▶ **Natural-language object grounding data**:
************

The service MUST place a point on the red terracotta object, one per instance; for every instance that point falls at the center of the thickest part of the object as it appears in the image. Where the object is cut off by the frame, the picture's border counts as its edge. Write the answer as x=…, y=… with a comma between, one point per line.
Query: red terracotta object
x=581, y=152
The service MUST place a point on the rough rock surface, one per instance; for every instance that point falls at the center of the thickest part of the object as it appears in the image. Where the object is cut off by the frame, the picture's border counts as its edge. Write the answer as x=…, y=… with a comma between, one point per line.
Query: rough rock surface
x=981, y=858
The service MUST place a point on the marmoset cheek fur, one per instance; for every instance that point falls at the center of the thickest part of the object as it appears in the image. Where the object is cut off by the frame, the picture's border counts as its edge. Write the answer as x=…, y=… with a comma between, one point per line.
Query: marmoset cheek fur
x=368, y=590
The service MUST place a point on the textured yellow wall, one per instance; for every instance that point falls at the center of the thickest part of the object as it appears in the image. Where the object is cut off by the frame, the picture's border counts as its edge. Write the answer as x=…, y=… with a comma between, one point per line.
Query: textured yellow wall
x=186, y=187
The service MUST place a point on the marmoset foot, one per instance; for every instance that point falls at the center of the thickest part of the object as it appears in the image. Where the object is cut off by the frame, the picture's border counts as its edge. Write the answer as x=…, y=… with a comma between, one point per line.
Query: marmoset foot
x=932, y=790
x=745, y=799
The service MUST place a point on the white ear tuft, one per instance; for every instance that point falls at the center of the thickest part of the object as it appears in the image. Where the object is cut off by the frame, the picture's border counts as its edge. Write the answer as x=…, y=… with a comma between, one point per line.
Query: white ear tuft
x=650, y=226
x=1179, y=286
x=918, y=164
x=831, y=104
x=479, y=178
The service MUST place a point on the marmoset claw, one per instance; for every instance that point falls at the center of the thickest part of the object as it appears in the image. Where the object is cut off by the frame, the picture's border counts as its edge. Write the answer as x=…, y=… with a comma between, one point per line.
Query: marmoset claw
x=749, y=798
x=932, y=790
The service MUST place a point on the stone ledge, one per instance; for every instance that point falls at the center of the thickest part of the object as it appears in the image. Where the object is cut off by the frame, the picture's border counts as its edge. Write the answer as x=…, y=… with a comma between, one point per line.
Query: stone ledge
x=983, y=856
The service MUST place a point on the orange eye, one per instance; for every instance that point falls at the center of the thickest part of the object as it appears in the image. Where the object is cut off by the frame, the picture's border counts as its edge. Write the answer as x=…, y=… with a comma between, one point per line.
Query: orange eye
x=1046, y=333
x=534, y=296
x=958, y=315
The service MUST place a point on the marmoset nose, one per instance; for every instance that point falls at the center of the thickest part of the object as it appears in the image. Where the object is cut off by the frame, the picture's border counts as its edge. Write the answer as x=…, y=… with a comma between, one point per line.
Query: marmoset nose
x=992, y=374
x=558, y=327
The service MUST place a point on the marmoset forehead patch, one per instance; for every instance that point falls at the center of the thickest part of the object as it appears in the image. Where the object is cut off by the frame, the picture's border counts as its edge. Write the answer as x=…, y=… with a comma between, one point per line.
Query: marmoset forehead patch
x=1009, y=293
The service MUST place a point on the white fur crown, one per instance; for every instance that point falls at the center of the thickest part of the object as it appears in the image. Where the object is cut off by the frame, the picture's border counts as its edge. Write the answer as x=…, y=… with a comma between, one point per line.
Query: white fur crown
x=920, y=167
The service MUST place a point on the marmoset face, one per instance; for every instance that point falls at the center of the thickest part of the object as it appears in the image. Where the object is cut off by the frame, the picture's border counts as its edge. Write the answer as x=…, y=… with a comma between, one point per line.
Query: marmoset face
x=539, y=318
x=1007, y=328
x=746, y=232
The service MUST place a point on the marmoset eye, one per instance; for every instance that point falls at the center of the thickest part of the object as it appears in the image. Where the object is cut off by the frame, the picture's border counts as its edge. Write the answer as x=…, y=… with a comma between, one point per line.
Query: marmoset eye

************

▶ **EXERCISE AIM**: Restate the data above word for word.

▶ **SOLVED EXERCISE**:
The service MUST place a point on the red terracotta object, one per instance; for every instance that point falls at the center of the thickest part of the object as it appears in the image. Where the object is cut off by the frame, the picture's border counts as its edge. Write the answer as x=…, y=… with a comma between, one point per line.
Query: red terracotta object
x=581, y=152
The service MUST place a point on the rough rock surface, one per instance; for every instance that point falls at the center of the thickest part of the object as it appears in the image. Where the object is cut off by the frame, the picture's border counts as its edge. Write the answer as x=…, y=… with a comma between, one point per line.
Query: rough rock surface
x=981, y=858
The service MUST place a point on the marmoset cheek fur, one per instance; for every instance that point falls at the center of the thickest part of the object as it appears in the image. Where the object is cut off by the frame, the picture's border counts as its edge. Write the answer as x=…, y=… with a comma between, one point per line.
Query: marmoset cheek fur
x=368, y=590
The service MUST place a point on the textured yellow wall, one per instance; for every instance that point falls at the center of the thickest part of the object as it appears in the image. Where the object is cut off by the frame, the picture's border counts as its edge. Write the answer as x=…, y=… with a comma between, one point per line.
Query: textured yellow wall
x=186, y=187
The service MUST place a point on the marmoset foot, one per instance; for every instance that point falls at the center of the thickest part of the object as it appears in the image. Where the object is cut off by the frame, the picture's border counts as its edge. Write the answer as x=…, y=… with a comma between, one point per line.
Query: marmoset foot
x=932, y=790
x=745, y=799
The service MUST place a point on the white ear tuft, one per instance; for every instance that point falls at the center of the thickest part of the object as it appears in the image. Where the object is cut off by the frame, the picture's border counts as its edge. Write the answer as x=…, y=… with a comma between, one point per line.
Query: white ear tuft
x=650, y=226
x=1179, y=286
x=918, y=164
x=831, y=104
x=479, y=178
The service MUST place a point on the marmoset claw, one per instance; for every instance that point falls at the center of the thickest part of the object as it appears in the image. Where the object is cut off by the frame, the picture's border counts as its edge. Write the answer as x=…, y=… with a comma between, one point per line.
Query: marmoset claw
x=749, y=798
x=932, y=790
The service MUST place a point on the stone ledge, one per instance; for every instance that point falls at the center of the thickest part of the object as it appears in the image. Where the object is cut off by the frame, the picture's border counts as its edge. Write the answer as x=…, y=… with a comma between, one point per line.
Query: stone ledge
x=983, y=856
The service MUST place a point on the orange eye, one per instance; for every instance that point falls at the center of the thickest part of the object as it appears in the image. Where the object is cut off by the frame, the picture's border counts as its edge. Write the answer as x=…, y=… with a comma between, one point per line.
Query: orange eye
x=1046, y=333
x=534, y=296
x=958, y=315
The service MUST place a point on the marmoset nose, one per instance; for every instance that point falls at the center of the thickest part of the object as it appears in the image. Where the object is cut off by the frame, the picture's border counts as its edge. Write the answer as x=…, y=… with a comma between, one point per line.
Query: marmoset nose
x=992, y=374
x=558, y=327
The service MUST place a point on the marmoset forehead patch, one per instance; for every instance that point falls at the center of the thickest part of the object as it appears in the image. Where the object is cut off by the frame, the picture's border counts as its edge. Write the answer as x=…, y=… with a comma between, one point per line.
Query: marmoset forehead patch
x=1009, y=293
The service MUST place a point on the white fur crown, one per instance; for every instance that point falls at the center of the thickest part of the object as it appears in the image. Where the object is cut off by the frame, the picture's border counts as its edge. Write the answer as x=…, y=… with a comma between, one point per line.
Query: white fur crown
x=920, y=167
The service MUST place a point on the marmoset face, one per instance; for every instance that point falls at the center of the thickest part of the object as it appears in the image. Where the object is cut off by the frame, the picture's border counts as its edge. Write the answer as x=…, y=… with a comma between, one point per line.
Query: marmoset face
x=539, y=318
x=1007, y=328
x=746, y=232
The service MUST place a point on the marmoset eye, one per instance; for every instance that point falls at the center of the thickest part of the object as it appears in the image. Where the object is cut off by the frame, the picture's border counts as its edge. Write the answer as x=…, y=… with a comma between, one point per line.
Query: marmoset eye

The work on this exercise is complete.